Exercise description: Reproduce everything from the line containing "point at the document page" down to the end of the listing, and nothing else. Keep the requests and their sample points unchanged, but scale every answer coordinate by 2.55 and round it to a whole number, with halves rounding up.

Collection entries:
-- START --
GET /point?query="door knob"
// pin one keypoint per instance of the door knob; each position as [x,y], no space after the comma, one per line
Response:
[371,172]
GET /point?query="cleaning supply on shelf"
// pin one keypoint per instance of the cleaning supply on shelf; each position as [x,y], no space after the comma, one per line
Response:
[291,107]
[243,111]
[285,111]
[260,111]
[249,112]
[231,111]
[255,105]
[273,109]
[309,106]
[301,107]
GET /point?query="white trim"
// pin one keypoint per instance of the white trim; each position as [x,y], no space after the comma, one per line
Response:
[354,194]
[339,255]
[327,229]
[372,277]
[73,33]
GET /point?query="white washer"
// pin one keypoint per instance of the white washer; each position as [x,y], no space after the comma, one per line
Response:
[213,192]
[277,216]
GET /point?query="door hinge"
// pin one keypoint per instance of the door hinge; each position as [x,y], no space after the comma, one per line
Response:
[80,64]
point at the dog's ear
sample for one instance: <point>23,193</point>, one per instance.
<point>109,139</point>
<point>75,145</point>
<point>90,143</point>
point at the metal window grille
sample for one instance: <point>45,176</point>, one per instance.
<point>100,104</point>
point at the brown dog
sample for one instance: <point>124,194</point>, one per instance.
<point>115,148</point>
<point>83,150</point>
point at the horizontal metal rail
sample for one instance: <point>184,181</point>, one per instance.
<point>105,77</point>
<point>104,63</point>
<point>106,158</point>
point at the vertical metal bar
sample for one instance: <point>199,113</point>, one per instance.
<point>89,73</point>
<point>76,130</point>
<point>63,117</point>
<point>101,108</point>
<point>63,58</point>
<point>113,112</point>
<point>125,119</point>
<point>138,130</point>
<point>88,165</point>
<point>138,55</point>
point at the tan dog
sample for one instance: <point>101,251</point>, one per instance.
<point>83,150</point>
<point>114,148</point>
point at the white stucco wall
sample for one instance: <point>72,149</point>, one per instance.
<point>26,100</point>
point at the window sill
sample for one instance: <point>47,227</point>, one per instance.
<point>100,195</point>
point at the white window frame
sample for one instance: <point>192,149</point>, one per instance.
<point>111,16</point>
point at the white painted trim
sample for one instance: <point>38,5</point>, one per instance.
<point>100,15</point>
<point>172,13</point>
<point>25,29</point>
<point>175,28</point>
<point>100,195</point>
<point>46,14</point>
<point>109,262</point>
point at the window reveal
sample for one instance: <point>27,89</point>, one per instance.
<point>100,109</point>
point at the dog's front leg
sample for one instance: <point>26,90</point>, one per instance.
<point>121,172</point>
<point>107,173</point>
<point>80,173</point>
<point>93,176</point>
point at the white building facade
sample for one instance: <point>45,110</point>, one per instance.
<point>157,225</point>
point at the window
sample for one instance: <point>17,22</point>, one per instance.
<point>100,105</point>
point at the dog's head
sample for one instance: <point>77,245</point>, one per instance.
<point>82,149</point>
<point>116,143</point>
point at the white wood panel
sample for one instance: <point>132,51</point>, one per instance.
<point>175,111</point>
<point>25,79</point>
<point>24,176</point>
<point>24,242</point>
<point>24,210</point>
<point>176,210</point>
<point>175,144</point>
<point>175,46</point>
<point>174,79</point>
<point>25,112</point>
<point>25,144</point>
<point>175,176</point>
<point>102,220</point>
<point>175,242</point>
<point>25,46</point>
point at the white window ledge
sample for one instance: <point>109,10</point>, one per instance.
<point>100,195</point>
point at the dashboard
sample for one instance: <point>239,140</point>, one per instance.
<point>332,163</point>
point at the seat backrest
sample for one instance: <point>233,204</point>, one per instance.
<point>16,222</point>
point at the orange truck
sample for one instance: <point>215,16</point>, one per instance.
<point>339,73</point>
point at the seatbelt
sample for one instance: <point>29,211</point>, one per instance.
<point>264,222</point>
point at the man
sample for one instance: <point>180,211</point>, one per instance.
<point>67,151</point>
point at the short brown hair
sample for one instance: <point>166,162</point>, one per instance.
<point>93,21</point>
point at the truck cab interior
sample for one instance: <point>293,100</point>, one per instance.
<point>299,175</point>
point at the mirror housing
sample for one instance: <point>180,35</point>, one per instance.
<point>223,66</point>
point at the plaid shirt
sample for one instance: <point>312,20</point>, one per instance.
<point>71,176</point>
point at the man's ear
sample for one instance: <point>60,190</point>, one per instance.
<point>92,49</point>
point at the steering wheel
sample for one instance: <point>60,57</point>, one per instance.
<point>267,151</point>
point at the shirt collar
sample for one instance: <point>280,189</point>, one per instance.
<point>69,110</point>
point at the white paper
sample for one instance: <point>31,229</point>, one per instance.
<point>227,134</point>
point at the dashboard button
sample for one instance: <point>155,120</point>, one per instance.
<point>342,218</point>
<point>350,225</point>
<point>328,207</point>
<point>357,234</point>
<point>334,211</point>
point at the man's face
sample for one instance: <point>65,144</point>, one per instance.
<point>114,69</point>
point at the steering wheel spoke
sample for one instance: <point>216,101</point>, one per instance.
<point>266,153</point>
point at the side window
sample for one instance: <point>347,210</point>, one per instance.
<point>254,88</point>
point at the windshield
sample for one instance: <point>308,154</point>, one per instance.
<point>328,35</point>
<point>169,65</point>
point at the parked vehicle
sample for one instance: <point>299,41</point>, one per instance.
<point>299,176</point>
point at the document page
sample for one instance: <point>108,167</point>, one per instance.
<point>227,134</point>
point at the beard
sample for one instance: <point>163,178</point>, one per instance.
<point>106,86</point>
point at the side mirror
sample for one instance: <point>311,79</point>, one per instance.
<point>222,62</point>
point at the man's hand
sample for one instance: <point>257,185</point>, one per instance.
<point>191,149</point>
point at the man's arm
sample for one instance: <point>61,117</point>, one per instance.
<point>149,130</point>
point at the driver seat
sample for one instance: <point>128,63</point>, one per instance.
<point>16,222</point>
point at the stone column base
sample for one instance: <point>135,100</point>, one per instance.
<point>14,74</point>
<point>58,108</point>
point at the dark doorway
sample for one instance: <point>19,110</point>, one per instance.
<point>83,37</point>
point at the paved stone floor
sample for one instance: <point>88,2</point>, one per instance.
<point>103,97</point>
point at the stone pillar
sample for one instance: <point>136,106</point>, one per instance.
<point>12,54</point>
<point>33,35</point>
-- END --
The answer:
point at the document page
sample for one instance: <point>108,167</point>, one per instance.
<point>579,342</point>
point at the beard
sample for one instance: <point>163,178</point>, one per instance.
<point>270,219</point>
point at the side mirror
sample for one instance: <point>311,79</point>, one per instance.
<point>566,158</point>
point at the man's hand
sample for one instance: <point>257,185</point>, one per instance.
<point>487,380</point>
point at the man's arm
sample for one instance: <point>61,117</point>, one per instance.
<point>380,332</point>
point at the driver seat
sample for one instance: <point>128,63</point>, one per instance.
<point>41,566</point>
point at the stone column base
sample for one instance: <point>135,100</point>, one per instance.
<point>36,189</point>
<point>148,275</point>
point at the dark doorway
sample for one instance: <point>19,110</point>, one per instance.
<point>212,94</point>
point at the paved stone floor
sample for one instance: <point>88,2</point>, one per instance.
<point>263,247</point>
point at the stone pillar
sample for one instance: <point>136,106</point>, one per instance.
<point>31,138</point>
<point>84,89</point>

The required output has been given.